### JOB
List each line in the entries below that contains the string "center". Case counts.

### DATASET EXTRACT
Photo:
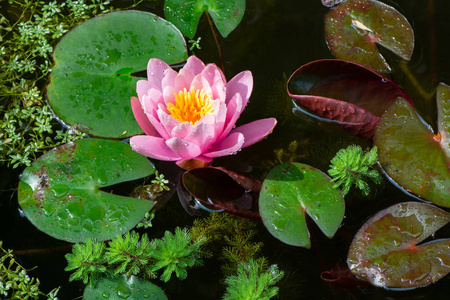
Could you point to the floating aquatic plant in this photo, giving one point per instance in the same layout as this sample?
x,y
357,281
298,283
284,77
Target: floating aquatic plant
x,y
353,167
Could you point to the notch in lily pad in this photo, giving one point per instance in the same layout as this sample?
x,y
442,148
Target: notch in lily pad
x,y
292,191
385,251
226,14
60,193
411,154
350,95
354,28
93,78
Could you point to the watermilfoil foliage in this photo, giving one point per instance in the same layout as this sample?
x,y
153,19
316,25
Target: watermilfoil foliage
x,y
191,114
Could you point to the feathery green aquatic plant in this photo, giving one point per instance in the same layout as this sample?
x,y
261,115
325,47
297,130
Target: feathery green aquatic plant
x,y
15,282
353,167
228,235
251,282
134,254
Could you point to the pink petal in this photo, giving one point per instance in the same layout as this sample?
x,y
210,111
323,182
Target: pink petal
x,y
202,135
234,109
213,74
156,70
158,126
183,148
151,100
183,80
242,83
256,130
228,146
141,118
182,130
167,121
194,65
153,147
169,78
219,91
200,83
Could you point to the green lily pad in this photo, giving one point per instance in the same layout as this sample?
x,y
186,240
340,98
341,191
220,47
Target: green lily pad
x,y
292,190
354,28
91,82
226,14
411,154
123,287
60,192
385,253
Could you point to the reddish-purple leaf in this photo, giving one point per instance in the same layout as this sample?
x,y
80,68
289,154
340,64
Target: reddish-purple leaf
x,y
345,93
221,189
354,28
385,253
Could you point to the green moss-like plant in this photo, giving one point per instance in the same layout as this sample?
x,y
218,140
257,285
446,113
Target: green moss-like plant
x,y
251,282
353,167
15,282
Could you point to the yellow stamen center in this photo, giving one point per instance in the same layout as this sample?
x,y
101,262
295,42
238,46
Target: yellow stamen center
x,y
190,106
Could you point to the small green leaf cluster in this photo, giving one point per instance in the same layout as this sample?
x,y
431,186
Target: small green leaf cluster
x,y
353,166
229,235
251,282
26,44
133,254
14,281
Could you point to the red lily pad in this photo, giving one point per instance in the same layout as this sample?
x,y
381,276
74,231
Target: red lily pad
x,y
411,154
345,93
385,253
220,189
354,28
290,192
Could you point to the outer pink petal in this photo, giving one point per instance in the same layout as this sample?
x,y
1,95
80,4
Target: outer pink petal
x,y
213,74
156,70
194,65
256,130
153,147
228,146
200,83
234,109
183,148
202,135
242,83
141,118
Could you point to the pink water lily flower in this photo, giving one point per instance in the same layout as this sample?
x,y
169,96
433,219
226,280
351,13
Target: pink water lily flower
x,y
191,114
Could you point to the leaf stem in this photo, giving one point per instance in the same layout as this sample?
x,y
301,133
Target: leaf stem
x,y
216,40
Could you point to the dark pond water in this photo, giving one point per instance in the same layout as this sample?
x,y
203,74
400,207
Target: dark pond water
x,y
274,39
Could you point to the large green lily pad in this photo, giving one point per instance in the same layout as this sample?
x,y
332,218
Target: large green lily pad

...

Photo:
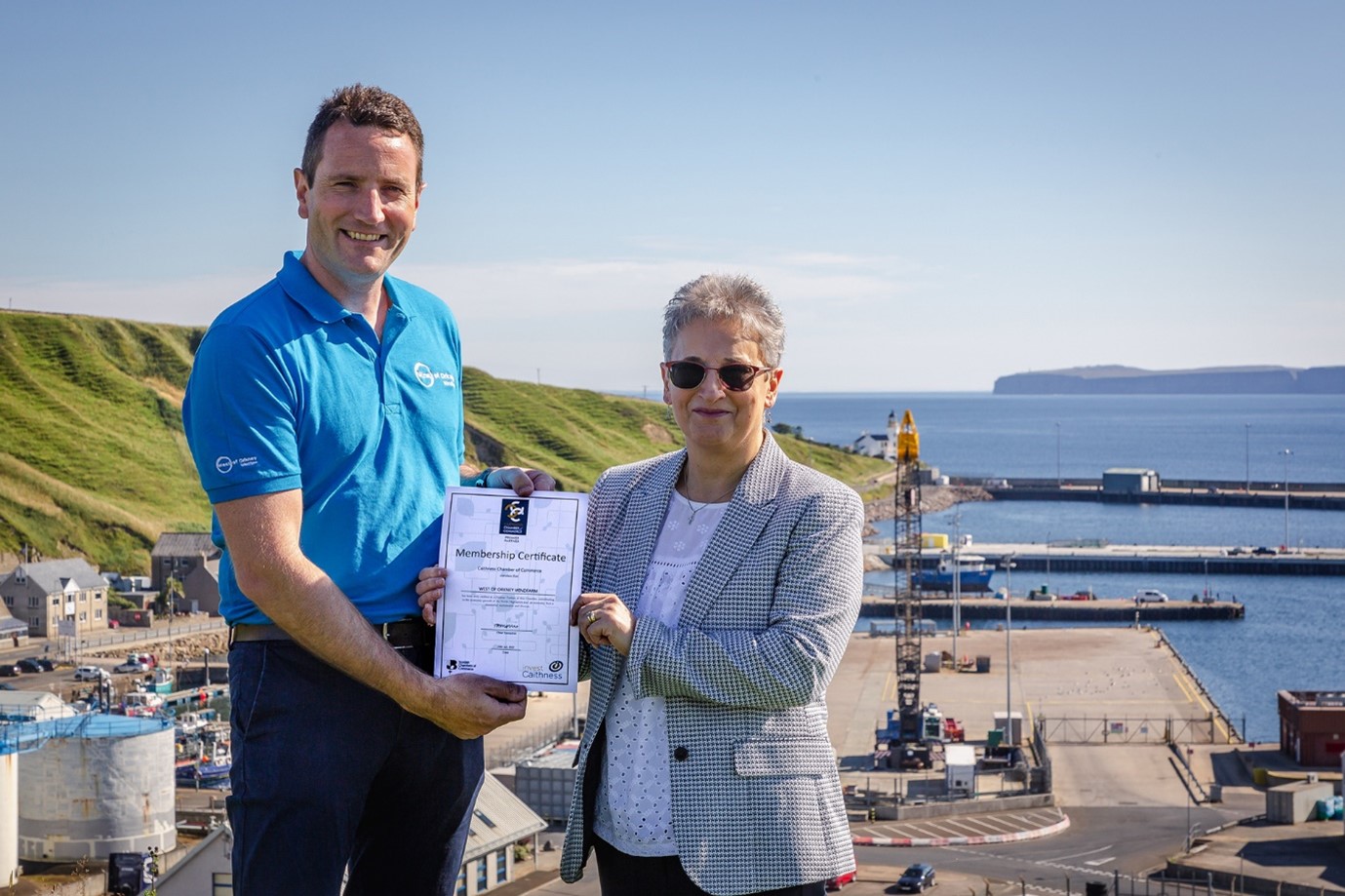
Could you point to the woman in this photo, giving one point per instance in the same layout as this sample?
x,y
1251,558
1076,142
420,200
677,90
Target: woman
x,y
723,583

### ANSWER TO THIS TASK
Could you point to the yellow stamen center in this photo, giving one point per instance in the same layout as this sample?
Target: yellow stamen center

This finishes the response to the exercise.